[START]

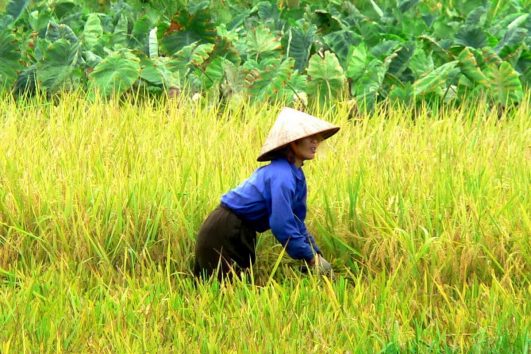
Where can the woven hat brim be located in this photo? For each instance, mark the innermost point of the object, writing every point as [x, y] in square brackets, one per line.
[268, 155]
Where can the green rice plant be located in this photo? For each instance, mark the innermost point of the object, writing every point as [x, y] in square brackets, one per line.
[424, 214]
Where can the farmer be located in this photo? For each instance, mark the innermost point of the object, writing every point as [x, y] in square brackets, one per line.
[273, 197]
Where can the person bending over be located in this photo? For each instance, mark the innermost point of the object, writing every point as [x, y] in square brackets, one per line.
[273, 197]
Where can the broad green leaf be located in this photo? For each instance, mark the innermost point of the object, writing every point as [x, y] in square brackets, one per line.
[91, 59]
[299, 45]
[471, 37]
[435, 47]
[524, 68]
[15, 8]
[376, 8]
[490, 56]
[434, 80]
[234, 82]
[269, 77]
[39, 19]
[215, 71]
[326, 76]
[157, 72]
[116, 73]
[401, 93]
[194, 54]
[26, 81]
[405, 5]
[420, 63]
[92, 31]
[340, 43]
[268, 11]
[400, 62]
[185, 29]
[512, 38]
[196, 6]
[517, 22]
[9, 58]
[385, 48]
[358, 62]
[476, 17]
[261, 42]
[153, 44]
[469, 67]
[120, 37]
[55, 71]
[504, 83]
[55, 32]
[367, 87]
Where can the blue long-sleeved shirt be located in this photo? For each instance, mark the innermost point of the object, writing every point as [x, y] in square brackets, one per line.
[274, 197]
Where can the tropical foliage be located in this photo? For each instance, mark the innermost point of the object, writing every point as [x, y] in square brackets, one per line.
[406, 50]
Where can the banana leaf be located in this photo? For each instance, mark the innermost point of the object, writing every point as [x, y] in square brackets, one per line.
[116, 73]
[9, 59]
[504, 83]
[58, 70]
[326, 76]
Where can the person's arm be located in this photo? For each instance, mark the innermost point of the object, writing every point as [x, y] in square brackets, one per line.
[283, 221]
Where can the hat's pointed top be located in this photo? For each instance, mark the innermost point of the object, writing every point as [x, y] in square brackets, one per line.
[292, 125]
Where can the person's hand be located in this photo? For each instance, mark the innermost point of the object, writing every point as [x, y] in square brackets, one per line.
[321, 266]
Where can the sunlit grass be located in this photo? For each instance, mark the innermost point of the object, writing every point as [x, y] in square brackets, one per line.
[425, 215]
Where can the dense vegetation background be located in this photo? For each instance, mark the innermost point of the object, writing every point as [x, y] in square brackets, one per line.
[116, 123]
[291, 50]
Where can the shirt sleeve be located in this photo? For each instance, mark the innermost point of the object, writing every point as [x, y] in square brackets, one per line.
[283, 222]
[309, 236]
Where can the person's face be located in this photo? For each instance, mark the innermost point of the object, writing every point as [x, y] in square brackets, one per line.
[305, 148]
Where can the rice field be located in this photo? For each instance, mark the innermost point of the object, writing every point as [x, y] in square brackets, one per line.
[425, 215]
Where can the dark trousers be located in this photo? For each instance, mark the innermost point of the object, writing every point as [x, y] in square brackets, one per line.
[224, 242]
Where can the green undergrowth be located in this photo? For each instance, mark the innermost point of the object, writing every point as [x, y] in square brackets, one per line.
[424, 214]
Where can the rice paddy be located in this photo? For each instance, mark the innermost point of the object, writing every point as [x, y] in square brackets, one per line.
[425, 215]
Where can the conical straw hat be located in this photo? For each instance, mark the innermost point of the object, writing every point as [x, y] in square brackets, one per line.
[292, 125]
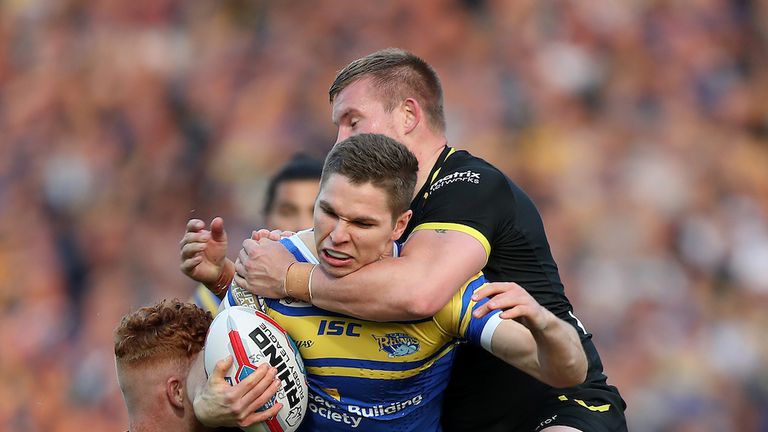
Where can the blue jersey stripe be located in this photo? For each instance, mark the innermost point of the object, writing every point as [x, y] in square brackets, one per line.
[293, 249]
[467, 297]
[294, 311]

[END]
[START]

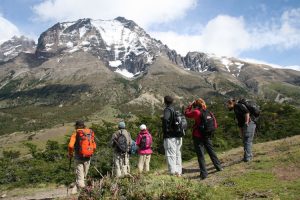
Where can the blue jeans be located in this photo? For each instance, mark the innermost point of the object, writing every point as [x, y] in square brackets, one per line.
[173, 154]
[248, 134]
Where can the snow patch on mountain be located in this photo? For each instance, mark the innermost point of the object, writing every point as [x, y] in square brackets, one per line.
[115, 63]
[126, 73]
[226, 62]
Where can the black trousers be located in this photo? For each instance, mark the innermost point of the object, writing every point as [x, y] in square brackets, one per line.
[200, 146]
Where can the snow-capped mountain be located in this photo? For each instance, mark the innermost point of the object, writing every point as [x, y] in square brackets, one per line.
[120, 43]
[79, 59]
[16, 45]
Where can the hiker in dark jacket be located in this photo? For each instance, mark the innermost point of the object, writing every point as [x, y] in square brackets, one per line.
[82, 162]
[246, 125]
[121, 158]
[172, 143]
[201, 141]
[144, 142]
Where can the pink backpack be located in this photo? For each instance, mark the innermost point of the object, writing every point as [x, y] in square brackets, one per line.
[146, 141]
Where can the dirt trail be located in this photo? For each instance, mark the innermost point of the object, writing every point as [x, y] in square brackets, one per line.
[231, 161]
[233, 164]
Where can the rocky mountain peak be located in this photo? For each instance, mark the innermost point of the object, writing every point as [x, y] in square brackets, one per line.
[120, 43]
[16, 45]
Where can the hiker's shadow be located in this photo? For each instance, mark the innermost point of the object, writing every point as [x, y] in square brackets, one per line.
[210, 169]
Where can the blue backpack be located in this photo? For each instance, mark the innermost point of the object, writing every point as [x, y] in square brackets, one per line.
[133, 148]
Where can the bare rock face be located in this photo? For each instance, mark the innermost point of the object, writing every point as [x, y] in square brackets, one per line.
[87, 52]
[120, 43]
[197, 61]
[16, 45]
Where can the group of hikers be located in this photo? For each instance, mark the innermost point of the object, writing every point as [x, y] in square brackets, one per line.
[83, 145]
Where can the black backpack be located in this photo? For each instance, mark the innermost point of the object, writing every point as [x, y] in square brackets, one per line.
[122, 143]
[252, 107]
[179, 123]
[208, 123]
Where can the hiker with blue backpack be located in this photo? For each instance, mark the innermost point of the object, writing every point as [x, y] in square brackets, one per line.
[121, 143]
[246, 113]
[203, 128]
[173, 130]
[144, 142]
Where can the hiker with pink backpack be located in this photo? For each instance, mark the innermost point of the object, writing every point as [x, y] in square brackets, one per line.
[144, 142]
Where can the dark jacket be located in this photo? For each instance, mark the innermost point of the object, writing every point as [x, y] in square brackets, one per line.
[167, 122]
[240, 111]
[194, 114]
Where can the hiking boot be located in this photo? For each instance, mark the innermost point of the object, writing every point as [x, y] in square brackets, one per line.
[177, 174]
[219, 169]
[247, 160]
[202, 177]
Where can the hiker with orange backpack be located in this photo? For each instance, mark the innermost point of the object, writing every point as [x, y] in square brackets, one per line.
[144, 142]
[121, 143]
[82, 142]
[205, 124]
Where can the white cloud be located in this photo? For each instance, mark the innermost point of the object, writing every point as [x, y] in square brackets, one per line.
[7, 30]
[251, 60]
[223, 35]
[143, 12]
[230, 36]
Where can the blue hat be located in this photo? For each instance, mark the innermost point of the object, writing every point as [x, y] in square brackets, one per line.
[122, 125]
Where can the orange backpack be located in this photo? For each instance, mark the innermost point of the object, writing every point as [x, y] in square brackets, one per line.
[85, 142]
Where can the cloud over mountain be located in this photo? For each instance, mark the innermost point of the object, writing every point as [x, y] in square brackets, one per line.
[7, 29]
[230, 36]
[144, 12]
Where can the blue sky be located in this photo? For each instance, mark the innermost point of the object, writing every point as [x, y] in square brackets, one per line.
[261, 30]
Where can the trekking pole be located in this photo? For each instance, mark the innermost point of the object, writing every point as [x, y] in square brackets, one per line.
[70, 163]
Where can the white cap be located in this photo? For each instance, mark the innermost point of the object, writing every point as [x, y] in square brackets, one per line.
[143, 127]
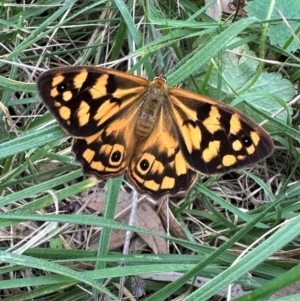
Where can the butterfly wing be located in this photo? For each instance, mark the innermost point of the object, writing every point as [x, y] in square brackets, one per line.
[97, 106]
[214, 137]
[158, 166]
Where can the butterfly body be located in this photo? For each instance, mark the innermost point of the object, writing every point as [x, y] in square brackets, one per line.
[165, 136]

[END]
[START]

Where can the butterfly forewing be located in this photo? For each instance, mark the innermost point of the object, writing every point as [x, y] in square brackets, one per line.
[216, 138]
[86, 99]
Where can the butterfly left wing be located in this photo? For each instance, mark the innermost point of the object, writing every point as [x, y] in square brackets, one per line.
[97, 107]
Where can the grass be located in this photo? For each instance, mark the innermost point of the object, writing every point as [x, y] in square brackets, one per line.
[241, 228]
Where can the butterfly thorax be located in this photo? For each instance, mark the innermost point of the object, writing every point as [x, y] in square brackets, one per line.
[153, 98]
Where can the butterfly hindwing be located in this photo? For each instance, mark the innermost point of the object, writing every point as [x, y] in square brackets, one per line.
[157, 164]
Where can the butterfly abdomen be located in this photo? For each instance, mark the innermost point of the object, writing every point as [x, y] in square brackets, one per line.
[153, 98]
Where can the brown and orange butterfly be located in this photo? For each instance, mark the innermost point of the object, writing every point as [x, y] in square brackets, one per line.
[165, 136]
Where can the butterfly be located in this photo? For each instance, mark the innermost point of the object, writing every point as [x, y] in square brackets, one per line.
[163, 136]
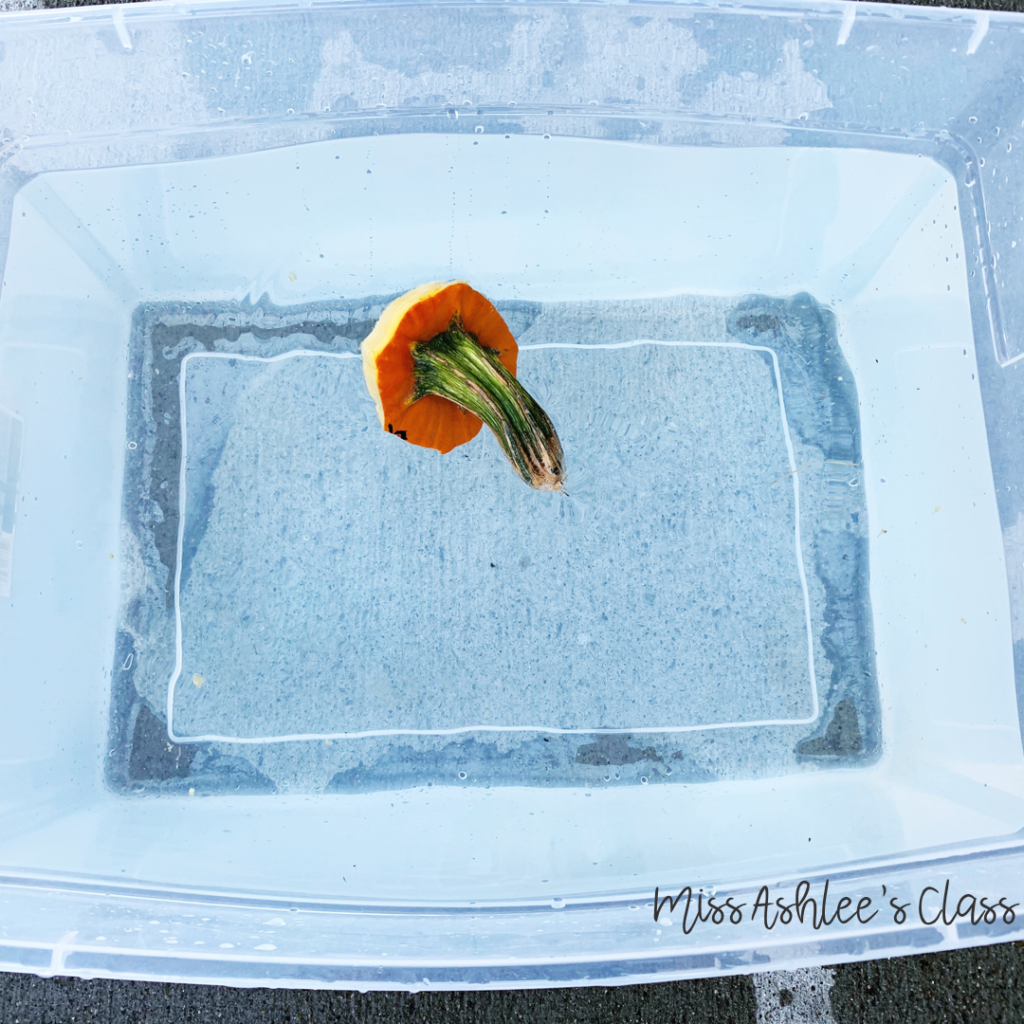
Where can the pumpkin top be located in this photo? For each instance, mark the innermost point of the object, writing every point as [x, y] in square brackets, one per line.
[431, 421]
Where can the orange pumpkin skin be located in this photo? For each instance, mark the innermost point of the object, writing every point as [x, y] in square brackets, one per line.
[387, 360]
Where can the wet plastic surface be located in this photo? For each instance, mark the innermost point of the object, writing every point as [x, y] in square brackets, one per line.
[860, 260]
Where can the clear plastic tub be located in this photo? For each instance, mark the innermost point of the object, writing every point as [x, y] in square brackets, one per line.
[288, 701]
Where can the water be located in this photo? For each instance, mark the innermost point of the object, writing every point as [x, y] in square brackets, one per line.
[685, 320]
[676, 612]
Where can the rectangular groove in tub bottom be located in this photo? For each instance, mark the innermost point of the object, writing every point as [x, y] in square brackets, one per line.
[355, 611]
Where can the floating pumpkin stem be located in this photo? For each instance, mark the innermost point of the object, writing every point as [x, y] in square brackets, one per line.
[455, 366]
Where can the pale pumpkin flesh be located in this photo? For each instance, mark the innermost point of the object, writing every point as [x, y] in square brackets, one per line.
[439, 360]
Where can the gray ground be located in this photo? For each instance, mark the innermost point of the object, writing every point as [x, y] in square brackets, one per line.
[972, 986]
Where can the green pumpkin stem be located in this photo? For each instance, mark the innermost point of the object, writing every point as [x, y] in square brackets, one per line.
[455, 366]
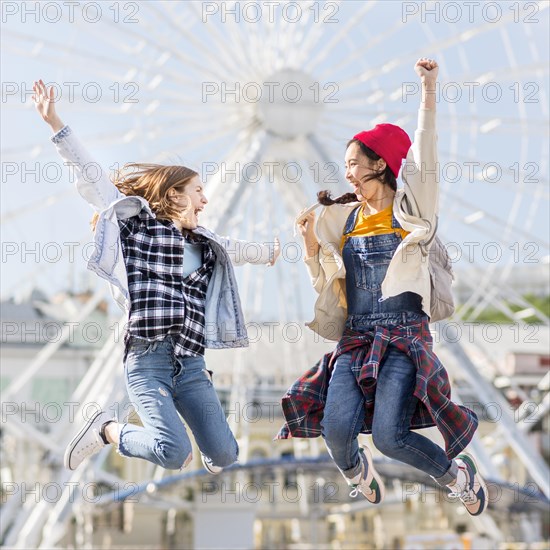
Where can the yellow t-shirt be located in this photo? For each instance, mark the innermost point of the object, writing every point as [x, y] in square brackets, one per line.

[END]

Rewrite everything in the records from the line containing "Where can the green pumpkin" down to the line containing "Where can the yellow", both lines included, replacing "photo" with "image" and changing nothing else. Leave the pictures out of your answer.

• _Written answer_:
Where can the green pumpkin stem be located in this image? For each instance, mark the innermost point of the object, writing every point as [x, y] in square brackets, one per line.
[455, 366]
Where can the yellow t-shirt be located in this image? For each instance, mark the innermost point of the object, writing every point as [x, y] in square brackets, one per line.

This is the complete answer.